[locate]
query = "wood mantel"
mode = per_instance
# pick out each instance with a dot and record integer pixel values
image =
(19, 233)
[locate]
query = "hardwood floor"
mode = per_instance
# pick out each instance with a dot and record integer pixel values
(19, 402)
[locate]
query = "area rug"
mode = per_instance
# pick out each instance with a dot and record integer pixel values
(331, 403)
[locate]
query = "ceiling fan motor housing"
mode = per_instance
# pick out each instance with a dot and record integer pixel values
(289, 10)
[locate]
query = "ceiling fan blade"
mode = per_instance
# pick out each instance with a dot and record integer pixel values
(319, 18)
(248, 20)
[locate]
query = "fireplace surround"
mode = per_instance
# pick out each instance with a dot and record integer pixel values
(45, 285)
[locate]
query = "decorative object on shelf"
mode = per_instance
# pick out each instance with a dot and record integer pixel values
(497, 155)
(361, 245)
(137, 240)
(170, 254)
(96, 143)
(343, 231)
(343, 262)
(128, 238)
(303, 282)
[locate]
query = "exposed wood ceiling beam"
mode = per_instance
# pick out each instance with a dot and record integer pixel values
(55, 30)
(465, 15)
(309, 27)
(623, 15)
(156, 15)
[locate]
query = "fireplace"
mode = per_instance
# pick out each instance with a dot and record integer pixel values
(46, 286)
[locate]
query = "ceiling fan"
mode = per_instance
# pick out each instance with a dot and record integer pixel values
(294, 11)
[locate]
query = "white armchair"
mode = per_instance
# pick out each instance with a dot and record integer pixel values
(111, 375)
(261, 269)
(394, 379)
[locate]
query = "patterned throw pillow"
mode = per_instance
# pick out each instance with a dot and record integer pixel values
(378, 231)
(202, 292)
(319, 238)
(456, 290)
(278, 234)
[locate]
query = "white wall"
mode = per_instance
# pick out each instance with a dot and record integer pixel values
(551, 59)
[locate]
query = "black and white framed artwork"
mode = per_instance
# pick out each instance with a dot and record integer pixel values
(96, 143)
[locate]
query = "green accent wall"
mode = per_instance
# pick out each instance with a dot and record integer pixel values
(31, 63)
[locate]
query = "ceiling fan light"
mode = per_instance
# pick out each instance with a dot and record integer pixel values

==================================================

ACTIVITY: Each entry should be duplicated exactly as it was given.

WRITTEN REPLY:
[locate]
query = "wood mantel"
mode = per_instance
# pick out each instance with a dot and record integer pixel values
image =
(19, 233)
[locate]
query = "hardwood floor"
mode = per_instance
# pick out each instance with a dot and record integer pixel values
(19, 402)
[locate]
query = "area rug"
mode = per_instance
# pick out each instance with a dot and record integer pixel values
(331, 403)
[locate]
query = "ceiling fan motor housing"
mode = per_instance
# pick out each instance with a dot and record integer pixel values
(289, 10)
[locate]
query = "ceiling fan blade"
mode = per_instance
# pick out each instance with a dot and record integer pixel values
(319, 18)
(248, 20)
[locate]
query = "fireplace surround"
mode = per_instance
# pick out each instance with a dot and record integer pixel values
(45, 285)
[locate]
query = "decorative object on shelf"
mode = per_instance
# pick out each instance with a dot and record integer pixel values
(497, 155)
(361, 245)
(137, 240)
(170, 254)
(96, 143)
(343, 231)
(343, 262)
(128, 238)
(303, 282)
[locate]
query = "exposed wood ceiling beam"
mode = per_instance
# pick out each instance with a dot and record integer pixel values
(55, 30)
(465, 15)
(309, 27)
(623, 15)
(156, 15)
[locate]
query = "fireplace"
mode = per_instance
# pick out each instance with a dot and record integer pixel values
(46, 286)
[locate]
query = "ceiling fan"
mode = per_instance
# pick out each instance with a dot and record integer pixel values
(294, 11)
[locate]
query = "white armchair"
mode = per_instance
# pick out each instance with a dot and record integer pixel values
(111, 375)
(261, 269)
(394, 379)
[locate]
query = "patterned throw pillow"
mode = per_instance
# pick out each instance with a dot and record integer pixel values
(378, 231)
(202, 292)
(319, 238)
(456, 290)
(278, 234)
[locate]
query = "white wall"
mode = per_instance
# pick out each instance with a dot and record integer pixel values
(551, 59)
[locate]
query = "black and white framed artwork"
mode = per_instance
# pick out each instance with a dot and record integer pixel values
(96, 143)
[locate]
query = "green accent wall"
mode = per_instance
# pick out each instance with a dot and record integer pixel values
(31, 63)
[locate]
query = "ceiling fan light"
mode = per_instance
# pick out each instance with a dot and record integer pixel values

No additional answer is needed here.